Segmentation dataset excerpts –

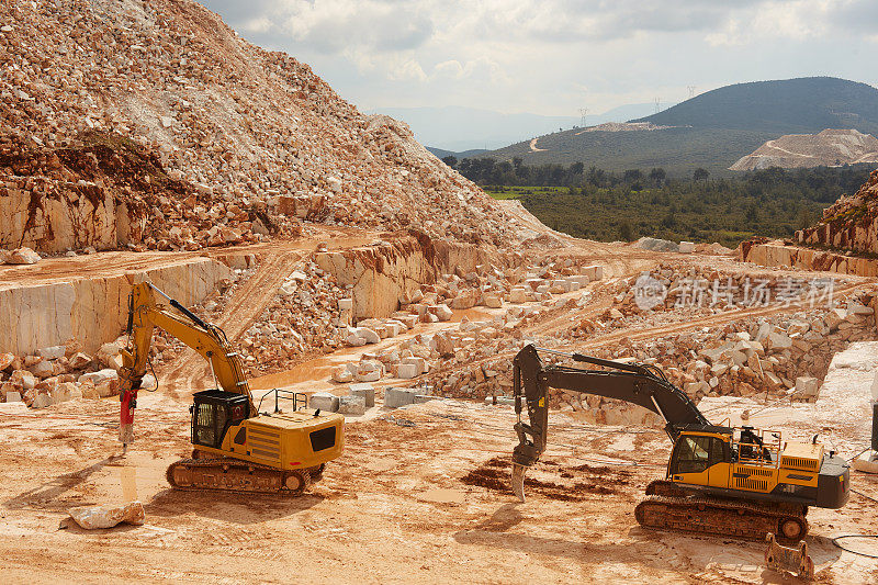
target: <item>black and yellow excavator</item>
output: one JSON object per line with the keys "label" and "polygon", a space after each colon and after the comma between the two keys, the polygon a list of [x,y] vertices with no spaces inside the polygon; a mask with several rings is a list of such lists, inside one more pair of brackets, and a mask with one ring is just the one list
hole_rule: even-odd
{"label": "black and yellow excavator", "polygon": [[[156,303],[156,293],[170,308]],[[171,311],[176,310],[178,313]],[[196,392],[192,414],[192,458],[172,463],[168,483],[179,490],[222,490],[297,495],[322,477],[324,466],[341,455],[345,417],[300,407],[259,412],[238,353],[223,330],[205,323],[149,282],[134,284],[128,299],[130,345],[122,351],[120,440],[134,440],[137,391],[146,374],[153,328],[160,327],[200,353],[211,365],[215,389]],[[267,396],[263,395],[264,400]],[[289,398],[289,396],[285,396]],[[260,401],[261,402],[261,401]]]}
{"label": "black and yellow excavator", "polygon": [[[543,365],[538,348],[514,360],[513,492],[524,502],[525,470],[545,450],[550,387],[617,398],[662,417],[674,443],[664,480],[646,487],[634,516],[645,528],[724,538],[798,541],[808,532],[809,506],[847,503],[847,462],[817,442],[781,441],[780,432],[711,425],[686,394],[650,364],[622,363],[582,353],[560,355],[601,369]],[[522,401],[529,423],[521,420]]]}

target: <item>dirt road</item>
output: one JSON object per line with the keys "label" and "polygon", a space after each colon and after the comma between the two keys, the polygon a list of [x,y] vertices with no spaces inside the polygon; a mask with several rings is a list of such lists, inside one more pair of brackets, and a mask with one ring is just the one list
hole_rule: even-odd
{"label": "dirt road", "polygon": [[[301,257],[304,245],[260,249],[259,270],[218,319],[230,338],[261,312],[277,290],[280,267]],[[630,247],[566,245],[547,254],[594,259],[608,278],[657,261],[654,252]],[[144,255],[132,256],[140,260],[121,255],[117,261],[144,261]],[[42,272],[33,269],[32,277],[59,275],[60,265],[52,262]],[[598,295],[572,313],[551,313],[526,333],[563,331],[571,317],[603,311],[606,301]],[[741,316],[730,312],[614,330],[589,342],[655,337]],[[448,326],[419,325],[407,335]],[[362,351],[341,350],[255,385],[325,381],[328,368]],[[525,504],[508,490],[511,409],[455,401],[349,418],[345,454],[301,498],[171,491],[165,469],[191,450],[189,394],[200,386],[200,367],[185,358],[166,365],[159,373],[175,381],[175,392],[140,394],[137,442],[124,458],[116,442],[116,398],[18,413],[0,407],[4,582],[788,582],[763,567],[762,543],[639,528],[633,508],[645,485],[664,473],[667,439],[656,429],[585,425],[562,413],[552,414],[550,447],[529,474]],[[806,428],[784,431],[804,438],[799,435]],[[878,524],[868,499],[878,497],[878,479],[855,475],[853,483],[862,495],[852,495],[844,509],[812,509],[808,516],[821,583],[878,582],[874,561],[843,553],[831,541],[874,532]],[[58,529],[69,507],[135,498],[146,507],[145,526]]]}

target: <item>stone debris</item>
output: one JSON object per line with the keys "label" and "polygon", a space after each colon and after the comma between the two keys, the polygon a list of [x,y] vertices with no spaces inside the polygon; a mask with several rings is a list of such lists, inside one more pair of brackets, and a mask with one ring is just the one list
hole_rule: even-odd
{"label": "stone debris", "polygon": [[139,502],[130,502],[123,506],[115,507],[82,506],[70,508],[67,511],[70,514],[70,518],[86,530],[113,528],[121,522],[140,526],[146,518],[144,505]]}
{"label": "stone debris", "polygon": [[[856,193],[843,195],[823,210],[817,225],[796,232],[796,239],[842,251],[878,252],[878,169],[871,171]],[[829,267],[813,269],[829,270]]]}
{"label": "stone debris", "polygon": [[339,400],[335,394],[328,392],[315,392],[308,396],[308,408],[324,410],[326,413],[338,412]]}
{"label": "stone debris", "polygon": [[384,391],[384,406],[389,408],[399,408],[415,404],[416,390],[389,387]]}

Written problem –
Can you print, unchanged, the lines from the one holding "target: <item>stone debris</item>" through the last line, both included?

Complete output –
target: <item>stone debris</item>
output: one JSON object per line with the keys "label" and "polygon", a space after each colon and after the comma between the two keys, the polygon a list of [x,y] vertices with no spaces inside the polygon; a mask with several rings is a list of such lists, inside one more pair of brackets, and a mask with one ring is just the one list
hole_rule: even-odd
{"label": "stone debris", "polygon": [[139,502],[130,502],[123,506],[115,507],[82,506],[70,508],[67,511],[70,514],[70,518],[86,530],[113,528],[121,522],[140,526],[146,518],[144,505]]}
{"label": "stone debris", "polygon": [[[856,193],[843,195],[823,210],[817,225],[796,232],[796,239],[842,251],[878,252],[878,169],[871,171]],[[829,267],[813,269],[829,270]]]}
{"label": "stone debris", "polygon": [[339,400],[335,394],[328,392],[315,392],[308,396],[308,408],[324,410],[326,413],[338,412]]}
{"label": "stone debris", "polygon": [[384,391],[384,406],[389,408],[399,408],[415,404],[416,390],[389,387]]}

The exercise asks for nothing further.